(Segmentation mask data)

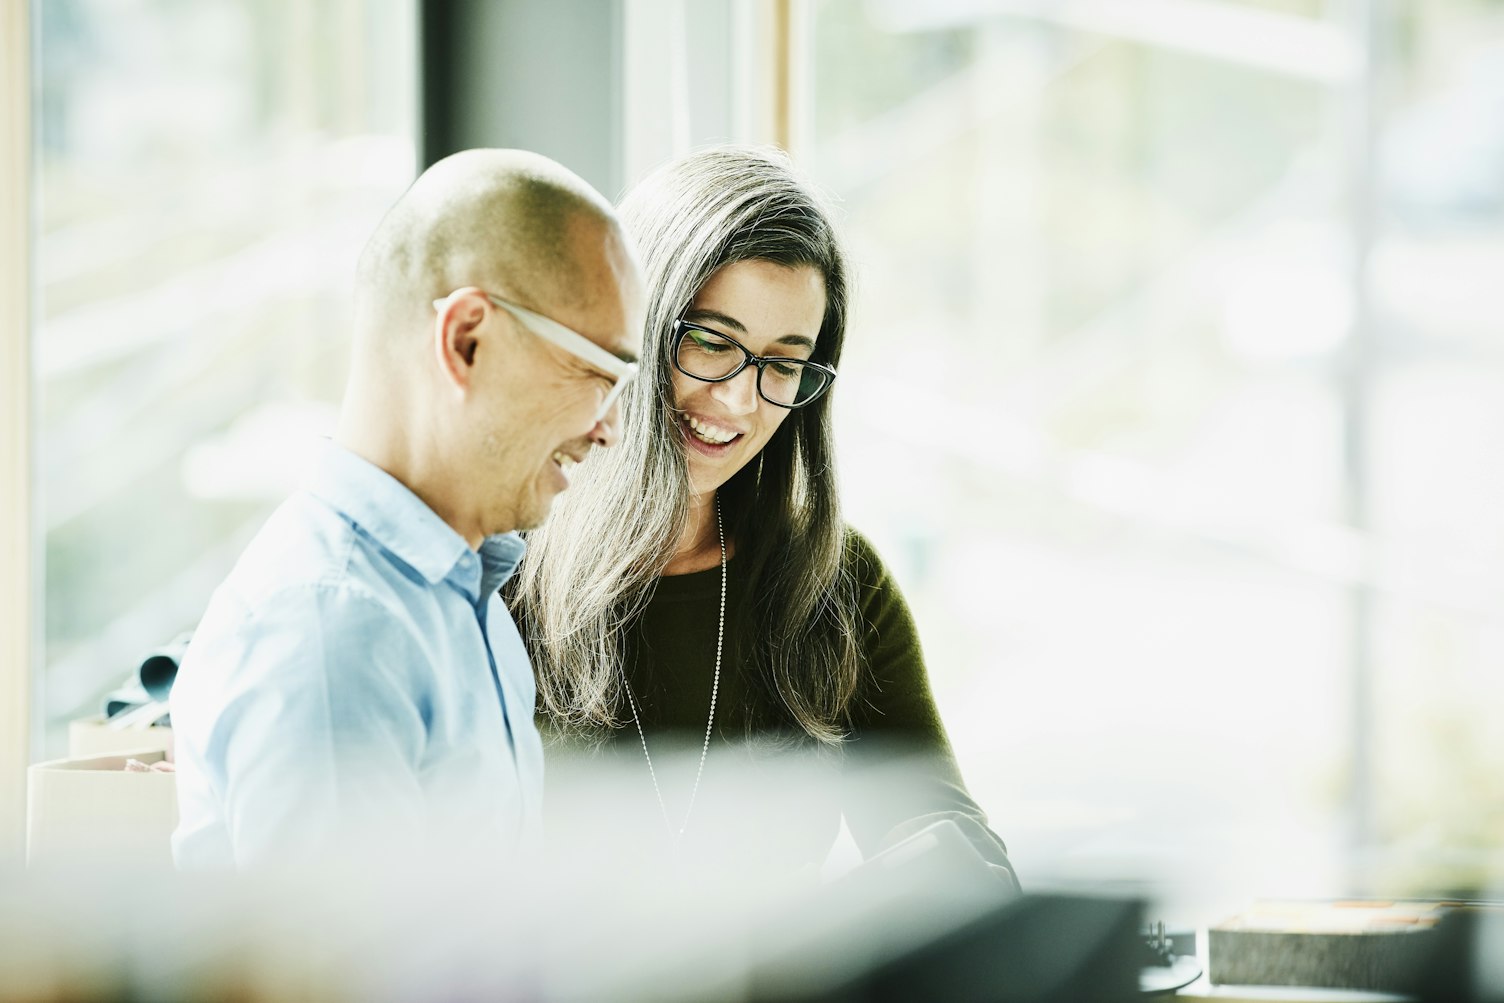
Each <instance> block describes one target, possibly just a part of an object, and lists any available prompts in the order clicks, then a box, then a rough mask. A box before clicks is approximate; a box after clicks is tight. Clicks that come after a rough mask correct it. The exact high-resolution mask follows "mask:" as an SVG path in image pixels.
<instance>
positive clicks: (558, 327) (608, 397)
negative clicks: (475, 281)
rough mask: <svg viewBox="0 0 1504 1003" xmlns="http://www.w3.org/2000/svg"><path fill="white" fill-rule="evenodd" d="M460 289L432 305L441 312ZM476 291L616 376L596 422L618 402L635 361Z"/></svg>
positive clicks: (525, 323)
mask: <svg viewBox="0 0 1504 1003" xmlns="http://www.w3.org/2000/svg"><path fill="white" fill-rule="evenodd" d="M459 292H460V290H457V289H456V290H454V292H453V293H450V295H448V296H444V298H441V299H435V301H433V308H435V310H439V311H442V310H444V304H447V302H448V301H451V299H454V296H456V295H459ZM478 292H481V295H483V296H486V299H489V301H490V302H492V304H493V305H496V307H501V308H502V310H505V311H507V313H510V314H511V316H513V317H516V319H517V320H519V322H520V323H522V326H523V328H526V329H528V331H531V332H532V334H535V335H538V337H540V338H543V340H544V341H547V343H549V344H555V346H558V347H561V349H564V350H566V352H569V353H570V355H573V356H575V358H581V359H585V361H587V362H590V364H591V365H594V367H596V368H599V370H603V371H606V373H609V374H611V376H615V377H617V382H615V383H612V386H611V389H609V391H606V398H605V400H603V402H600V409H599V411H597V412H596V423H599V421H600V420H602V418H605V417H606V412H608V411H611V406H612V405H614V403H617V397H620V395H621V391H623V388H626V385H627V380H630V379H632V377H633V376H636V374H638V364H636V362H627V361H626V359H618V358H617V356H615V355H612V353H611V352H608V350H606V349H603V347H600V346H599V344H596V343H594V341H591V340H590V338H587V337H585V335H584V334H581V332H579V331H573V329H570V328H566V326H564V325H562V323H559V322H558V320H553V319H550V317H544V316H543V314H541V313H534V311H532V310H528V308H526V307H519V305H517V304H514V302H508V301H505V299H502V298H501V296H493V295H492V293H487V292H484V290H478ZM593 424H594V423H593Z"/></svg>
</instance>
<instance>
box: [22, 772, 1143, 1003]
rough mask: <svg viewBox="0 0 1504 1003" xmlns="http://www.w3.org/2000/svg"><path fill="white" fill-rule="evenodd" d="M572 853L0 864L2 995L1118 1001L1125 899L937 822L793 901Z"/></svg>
* * *
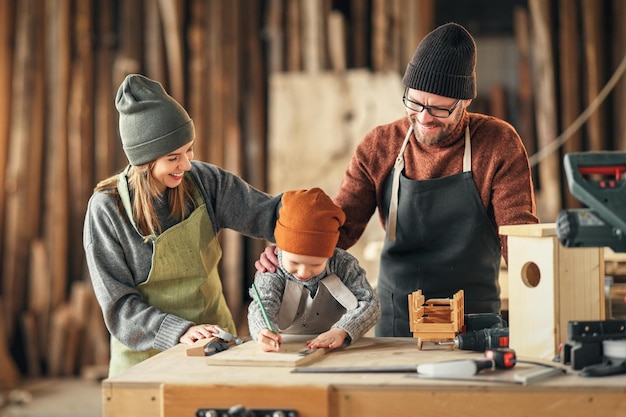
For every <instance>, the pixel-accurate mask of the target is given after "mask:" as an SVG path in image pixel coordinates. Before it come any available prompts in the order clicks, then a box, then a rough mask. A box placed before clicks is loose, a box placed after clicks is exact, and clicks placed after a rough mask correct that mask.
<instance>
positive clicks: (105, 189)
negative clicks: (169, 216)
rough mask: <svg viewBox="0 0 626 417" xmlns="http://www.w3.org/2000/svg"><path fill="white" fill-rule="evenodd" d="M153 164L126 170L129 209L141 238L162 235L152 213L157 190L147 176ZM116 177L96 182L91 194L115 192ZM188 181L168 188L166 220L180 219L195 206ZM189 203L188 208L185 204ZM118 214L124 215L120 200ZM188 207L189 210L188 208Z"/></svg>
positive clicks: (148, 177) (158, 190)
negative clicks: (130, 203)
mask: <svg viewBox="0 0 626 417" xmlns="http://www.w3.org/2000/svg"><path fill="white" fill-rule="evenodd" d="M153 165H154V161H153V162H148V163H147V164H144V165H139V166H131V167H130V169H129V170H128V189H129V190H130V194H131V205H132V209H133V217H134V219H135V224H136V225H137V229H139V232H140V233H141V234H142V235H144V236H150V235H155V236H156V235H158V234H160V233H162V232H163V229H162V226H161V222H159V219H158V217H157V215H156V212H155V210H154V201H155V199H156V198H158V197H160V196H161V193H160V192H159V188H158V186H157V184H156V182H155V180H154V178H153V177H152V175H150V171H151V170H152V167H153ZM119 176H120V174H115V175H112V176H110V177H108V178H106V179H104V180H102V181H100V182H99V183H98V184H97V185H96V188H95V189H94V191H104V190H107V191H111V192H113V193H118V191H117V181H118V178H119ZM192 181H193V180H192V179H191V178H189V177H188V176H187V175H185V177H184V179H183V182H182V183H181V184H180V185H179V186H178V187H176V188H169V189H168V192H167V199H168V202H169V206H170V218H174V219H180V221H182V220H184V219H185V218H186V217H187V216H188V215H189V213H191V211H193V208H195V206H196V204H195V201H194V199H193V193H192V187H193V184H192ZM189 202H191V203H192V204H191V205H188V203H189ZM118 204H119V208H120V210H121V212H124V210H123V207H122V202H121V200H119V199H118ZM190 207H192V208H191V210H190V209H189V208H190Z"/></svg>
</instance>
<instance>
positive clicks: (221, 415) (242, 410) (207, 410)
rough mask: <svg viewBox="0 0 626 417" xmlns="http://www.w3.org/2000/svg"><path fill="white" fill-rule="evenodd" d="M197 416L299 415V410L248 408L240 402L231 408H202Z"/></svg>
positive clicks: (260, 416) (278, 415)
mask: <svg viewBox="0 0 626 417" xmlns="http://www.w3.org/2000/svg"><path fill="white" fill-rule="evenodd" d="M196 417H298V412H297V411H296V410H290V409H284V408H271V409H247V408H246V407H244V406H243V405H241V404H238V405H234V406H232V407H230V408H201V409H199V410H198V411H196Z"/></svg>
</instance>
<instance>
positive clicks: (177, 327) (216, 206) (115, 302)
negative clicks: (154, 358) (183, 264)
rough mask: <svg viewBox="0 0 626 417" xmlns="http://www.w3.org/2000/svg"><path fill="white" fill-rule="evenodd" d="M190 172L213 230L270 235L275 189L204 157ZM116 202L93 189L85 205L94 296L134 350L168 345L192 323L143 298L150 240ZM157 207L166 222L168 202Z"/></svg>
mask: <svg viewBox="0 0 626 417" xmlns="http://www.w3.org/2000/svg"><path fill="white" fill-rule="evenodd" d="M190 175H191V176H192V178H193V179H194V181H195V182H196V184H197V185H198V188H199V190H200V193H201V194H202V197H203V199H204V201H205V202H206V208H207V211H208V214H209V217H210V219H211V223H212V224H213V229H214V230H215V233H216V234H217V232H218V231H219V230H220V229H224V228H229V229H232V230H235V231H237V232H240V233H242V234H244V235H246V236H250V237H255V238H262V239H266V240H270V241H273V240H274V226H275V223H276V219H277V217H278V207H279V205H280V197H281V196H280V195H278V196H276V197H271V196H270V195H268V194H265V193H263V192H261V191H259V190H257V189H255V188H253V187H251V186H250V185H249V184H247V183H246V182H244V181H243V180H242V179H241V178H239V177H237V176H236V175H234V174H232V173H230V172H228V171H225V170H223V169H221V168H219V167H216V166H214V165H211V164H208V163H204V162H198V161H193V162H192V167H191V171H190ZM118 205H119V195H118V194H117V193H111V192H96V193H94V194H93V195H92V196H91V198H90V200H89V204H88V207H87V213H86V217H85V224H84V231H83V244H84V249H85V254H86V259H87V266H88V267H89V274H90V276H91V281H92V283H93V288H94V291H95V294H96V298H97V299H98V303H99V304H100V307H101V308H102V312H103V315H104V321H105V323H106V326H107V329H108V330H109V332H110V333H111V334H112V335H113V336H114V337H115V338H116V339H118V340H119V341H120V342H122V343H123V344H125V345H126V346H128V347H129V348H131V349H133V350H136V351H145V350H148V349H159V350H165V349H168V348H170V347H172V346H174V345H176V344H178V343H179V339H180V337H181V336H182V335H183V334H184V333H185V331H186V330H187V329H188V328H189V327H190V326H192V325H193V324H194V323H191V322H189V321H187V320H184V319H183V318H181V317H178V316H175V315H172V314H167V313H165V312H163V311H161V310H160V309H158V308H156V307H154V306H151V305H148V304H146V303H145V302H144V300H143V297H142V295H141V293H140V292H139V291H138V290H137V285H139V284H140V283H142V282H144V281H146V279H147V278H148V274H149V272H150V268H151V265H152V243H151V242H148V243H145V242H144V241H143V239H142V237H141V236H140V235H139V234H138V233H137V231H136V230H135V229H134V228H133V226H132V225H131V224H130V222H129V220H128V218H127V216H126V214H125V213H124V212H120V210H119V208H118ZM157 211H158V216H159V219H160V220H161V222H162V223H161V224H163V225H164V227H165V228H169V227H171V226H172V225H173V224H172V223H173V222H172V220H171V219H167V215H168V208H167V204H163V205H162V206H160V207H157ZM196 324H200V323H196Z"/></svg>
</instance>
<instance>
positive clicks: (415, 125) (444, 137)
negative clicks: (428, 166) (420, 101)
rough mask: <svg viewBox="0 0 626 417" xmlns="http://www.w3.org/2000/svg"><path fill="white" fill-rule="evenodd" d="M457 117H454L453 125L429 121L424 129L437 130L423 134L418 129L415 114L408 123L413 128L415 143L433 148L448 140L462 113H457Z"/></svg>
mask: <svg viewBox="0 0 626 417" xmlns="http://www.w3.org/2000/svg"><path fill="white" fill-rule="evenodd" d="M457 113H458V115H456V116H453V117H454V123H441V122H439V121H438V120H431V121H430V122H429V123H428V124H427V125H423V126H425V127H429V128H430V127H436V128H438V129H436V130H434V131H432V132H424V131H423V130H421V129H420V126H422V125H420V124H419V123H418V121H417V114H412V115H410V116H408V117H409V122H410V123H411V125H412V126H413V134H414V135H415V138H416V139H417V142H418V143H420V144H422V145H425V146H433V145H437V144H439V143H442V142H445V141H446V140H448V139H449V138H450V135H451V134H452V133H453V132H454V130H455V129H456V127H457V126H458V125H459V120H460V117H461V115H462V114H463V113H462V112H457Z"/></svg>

WHAT THE TASK REQUIRES: From the records above, quote only the lines running from the line with "negative clicks: (475, 281)" to the line with "289L432 305L441 312ZM476", both lines included.

EXERCISE SOLUTION:
negative clicks: (475, 281)
rough mask: <svg viewBox="0 0 1504 1003" xmlns="http://www.w3.org/2000/svg"><path fill="white" fill-rule="evenodd" d="M460 289L432 305L441 312ZM476 291L616 376L596 422L618 402L635 361Z"/></svg>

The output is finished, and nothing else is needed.